**TASK DETAILS**
Will you output the entries below exactly, skipping every image they contain?
──────── EXERCISE INPUT
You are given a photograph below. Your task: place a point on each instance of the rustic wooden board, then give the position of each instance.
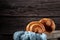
(30, 8)
(12, 24)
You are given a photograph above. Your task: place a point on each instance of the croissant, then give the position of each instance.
(36, 27)
(48, 24)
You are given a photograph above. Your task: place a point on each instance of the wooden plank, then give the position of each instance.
(54, 35)
(30, 8)
(11, 24)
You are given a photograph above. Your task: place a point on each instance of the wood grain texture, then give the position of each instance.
(11, 24)
(30, 8)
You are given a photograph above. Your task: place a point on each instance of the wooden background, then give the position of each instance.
(16, 14)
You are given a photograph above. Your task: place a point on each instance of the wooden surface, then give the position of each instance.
(16, 14)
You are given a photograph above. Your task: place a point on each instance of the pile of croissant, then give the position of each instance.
(45, 25)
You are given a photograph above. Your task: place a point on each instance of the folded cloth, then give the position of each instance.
(27, 35)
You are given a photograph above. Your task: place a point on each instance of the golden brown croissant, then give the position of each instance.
(48, 24)
(36, 27)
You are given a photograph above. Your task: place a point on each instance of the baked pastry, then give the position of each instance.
(48, 24)
(35, 26)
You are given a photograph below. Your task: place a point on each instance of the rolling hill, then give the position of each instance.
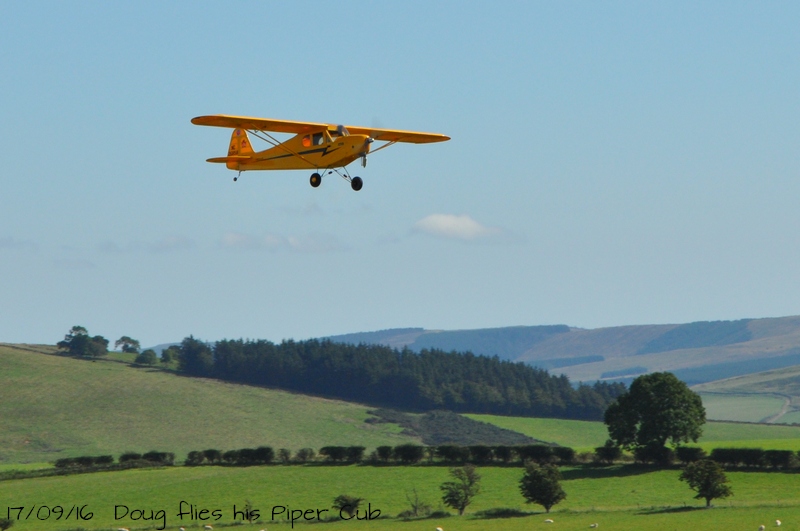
(53, 406)
(696, 352)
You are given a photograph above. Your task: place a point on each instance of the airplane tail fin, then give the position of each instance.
(239, 148)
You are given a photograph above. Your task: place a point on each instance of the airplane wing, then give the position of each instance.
(287, 126)
(259, 124)
(393, 135)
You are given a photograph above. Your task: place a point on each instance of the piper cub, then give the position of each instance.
(324, 148)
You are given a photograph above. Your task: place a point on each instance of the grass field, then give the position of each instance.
(55, 407)
(769, 396)
(626, 496)
(584, 436)
(741, 407)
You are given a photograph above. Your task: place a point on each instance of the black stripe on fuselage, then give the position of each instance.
(307, 152)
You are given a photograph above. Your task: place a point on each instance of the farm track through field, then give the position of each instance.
(787, 402)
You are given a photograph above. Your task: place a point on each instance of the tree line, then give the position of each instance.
(403, 379)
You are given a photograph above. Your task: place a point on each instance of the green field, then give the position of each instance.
(53, 407)
(769, 396)
(108, 406)
(584, 436)
(628, 497)
(741, 407)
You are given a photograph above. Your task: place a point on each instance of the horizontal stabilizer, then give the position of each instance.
(232, 158)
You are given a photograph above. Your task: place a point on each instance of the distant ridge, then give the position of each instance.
(697, 352)
(507, 343)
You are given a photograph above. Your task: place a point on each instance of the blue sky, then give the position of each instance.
(611, 163)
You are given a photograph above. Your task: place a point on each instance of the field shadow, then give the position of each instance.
(501, 512)
(667, 510)
(615, 471)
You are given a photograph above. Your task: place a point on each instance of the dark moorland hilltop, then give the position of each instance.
(383, 376)
(696, 352)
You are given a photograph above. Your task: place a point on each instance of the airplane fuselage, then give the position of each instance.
(307, 152)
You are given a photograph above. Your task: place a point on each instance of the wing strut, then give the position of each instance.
(271, 140)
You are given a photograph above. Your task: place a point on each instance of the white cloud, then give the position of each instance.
(457, 227)
(315, 243)
(8, 242)
(170, 243)
(164, 245)
(75, 264)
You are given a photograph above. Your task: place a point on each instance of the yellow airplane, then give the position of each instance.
(323, 148)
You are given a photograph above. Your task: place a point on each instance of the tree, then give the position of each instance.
(657, 408)
(305, 454)
(347, 504)
(129, 345)
(458, 494)
(541, 485)
(75, 342)
(78, 343)
(708, 479)
(147, 357)
(170, 354)
(285, 456)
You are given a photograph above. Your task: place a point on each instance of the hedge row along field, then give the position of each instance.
(411, 454)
────────────────
**SOLUTION**
You are given a photograph below. Your task: place a point on each instance of the rustic wooden board, then give the position of each instance.
(30, 8)
(12, 24)
You are given a photograph above. Your task: place a point on each instance of the croissant, then give the position of each instance.
(36, 27)
(48, 24)
You are given a photograph above. Your task: place a point on each instance of the wooden plank, then give the position of each instance.
(54, 35)
(30, 8)
(11, 24)
You are given a photograph above. Your task: place a point on each instance of the wood grain texture, then give the position of each instance.
(11, 24)
(30, 8)
You are given a photograph above. Your task: place a point on each instance of the wooden background, then give the position of each instance.
(16, 14)
You are given a photograph above. Your task: place a point on each instance of the wooden surface, then give the position of each instance.
(16, 14)
You are given a photograph above. Your task: place a point on each instance of the pile of croissant, then give the position of each instance.
(45, 25)
You are given a photograph above. Your task: place a point on each instance of the folded cloth, then give the position of each instance.
(27, 35)
You are given a photograph above. Your task: place a point on each instance of the golden brown croissant, then give the position of each instance.
(48, 24)
(36, 27)
You are given a photograph above. Your task: place a point on each instance of the baked pastry, then give the position of each instance.
(48, 24)
(35, 26)
You are given a photograph below. Your task: place a point on each instance of the rolling hill, then give the position of each instance.
(53, 406)
(696, 352)
You are given a photograph above. Your task: place a point on each instance of the airplane tail fin, then give the position of each instance.
(239, 148)
You are given a photograph above. Your task: place a point on each instance of the airplane wing, then give the position of each instance.
(287, 126)
(259, 124)
(393, 135)
You are given a photograph above. Your task: place a point on each instance of the piper cub, then give the position of each instance.
(324, 148)
You are given a photograph above. Your task: place a point on each instance of the grass field, then give the position of each instance.
(55, 407)
(769, 396)
(626, 496)
(584, 436)
(741, 407)
You are given a photograph above. Your task: place a point on each instance of the black stripe on fuselage, then give the position of each instance.
(307, 152)
You are given a photograph above. Your task: place a point on each instance of the farm track through field, then give the position of each instance.
(787, 402)
You are given a photograph above. Your task: place a point on each instance of the tree line, then give the position of each instance.
(403, 379)
You are given a photograph above. Your task: place a point on each instance of the green field, then give the position of each instance.
(53, 407)
(769, 396)
(108, 406)
(584, 436)
(628, 497)
(741, 407)
You are given a photograph above. Your task: place a point on each instance of the horizontal stabilizer, then give the position of each instance.
(232, 158)
You are given a photograph above. Your task: place a point on each instance of the distant ridge, then give the position of each instance.
(697, 352)
(507, 343)
You are given a photograph above. Your task: place a point on each instance of the blue sky, then give the position of each instance.
(611, 163)
You are given a photograph above. Your task: place a point on each instance of the field shadow, then give the position of each instance.
(501, 512)
(667, 510)
(615, 471)
You are given a photograph above. Your task: place a point on each instance of the dark moorland hilltop, then give the position of each instance.
(383, 376)
(696, 352)
You are given a photograph above. Your task: place a point on each instance of the airplane fuselage, then give the position of each instance.
(307, 152)
You are given a photograph above. Your task: place a point on each instance of the wing strut, then give the position of each instance.
(271, 140)
You are given a photograph above. Your task: place a point on each instance of the white cloud, then give the position of each instance.
(457, 227)
(315, 243)
(8, 242)
(170, 243)
(164, 245)
(75, 264)
You are given a photograph above. Your task: place a point on each instance of the yellow airplane, then give the position of each instance.
(323, 148)
You are given a photograph above. Your task: place a point on each instance of the tree, then give the position of each instance.
(657, 408)
(305, 454)
(347, 504)
(129, 345)
(458, 494)
(541, 485)
(75, 342)
(78, 343)
(708, 479)
(147, 357)
(170, 354)
(285, 456)
You are given a photograph above. Your task: place a point on each instance of the hedge row along field, then give the position of each instance.
(411, 454)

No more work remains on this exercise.